### Document passage

= = = = =

# Learning Cantonese



## sjoh (Feb 25, 2011)

Hi all,

Does anyone have any recommendations for places where you can learn Cantonese and/or Mandarin?

Thanks!


----------



## ChineseHk (May 8, 2014)

sjoh said:


> Hi all,
> 
> Does anyone have any recommendations for places where you can learn Cantonese and/or Mandarin?
> 
> Thanks!



Hi 

Kindly check the classified post in The Hong Kong Expats forum:

Chinese Tutor (Mandarin and Cantonese) in Hong Kong or online


or Google : Queemella Pang

Thanks!!!


----------



## littlemiss (May 27, 2014)

Great help - thank you!


----------



## siobhanwf (Mar 20, 2009)

.noodles. said:


> I don't know why my last post was deleted but have a look at the free education provided by the govt in Wan Chai.



Your last post was deleted because as a member with only 4 posts, links are not permitted.


----------



## .noodles. (Oct 4, 2011)

siobhanwf said:


> Your last post was deleted because as a member with only 4 posts, links are not permitted.


I had 5 posts at the time which allowed me to post a link


----------



## dc984 (Jun 2, 2014)

I wouldn't expect to pay more than $200 hkd per hour for 1-on-1 lessons!


----------



## cubewalker (Jul 10, 2014)

Joining a meet up group to learn Mandarin / Cantonese may be a great and fun way to start.


----------

= = = = =

### Exercise brief
Copy the forum thread from "## dc984 (Jun" through "way to start.", inclusive, substituting "language exchange group" for "meet up group".

(Data listing)
= = = = =

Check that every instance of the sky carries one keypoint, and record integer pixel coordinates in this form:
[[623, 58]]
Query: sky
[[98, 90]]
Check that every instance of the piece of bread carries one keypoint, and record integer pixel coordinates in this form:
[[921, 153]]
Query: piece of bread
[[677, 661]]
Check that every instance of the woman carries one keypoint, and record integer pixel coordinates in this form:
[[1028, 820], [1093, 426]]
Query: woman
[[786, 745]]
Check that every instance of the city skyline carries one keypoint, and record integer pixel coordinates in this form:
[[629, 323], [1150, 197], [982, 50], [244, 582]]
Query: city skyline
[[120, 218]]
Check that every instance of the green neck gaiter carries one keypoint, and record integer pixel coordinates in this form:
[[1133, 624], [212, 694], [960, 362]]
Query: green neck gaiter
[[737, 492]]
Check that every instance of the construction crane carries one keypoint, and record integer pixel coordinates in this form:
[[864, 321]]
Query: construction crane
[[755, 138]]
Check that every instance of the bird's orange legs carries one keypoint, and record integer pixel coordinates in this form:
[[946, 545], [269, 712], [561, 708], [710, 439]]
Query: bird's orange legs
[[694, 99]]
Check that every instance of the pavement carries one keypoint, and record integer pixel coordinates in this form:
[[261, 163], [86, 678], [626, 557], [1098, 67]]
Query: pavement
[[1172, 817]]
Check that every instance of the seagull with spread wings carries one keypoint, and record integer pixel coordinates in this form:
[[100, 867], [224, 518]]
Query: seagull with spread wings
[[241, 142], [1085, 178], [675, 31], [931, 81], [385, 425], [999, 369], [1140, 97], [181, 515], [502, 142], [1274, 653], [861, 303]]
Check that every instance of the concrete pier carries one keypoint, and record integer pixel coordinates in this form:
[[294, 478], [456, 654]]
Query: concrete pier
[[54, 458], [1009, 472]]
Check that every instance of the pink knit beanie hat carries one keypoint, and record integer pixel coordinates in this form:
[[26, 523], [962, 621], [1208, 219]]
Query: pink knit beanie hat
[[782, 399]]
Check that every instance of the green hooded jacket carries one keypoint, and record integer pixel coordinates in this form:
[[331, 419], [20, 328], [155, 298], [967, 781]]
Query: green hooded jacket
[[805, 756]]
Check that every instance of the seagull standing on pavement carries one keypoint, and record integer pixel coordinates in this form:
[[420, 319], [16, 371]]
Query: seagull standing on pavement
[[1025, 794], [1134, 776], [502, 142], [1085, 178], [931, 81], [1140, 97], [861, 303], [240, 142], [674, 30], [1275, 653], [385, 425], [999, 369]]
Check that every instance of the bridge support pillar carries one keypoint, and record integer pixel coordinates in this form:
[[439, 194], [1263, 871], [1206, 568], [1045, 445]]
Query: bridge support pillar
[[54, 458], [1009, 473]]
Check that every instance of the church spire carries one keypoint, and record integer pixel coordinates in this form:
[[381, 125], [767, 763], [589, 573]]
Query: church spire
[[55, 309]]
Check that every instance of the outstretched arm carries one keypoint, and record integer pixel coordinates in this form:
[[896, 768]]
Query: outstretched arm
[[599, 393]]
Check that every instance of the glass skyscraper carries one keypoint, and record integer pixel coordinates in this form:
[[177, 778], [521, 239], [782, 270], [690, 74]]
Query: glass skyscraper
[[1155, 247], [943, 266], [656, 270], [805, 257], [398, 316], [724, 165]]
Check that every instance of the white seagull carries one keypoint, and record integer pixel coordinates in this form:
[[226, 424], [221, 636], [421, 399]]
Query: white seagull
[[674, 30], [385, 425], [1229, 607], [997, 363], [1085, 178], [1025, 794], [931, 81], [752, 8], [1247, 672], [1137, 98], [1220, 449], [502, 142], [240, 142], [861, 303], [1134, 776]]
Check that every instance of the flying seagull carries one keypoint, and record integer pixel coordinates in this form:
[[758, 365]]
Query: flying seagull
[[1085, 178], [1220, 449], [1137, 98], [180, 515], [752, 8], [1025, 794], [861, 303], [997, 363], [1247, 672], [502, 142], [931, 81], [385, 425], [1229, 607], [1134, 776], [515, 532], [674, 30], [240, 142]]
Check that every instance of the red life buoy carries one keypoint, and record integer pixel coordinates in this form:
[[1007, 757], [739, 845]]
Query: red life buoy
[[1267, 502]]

= = = = =

### Task output
## dc984 (Jun 2, 2014)

I wouldn't expect to pay more than $200 hkd per hour for 1-on-1 lessons!


----------



## cubewalker (Jul 10, 2014)

Joining a language exchange group to learn Mandarin / Cantonese may be a great and fun way to start.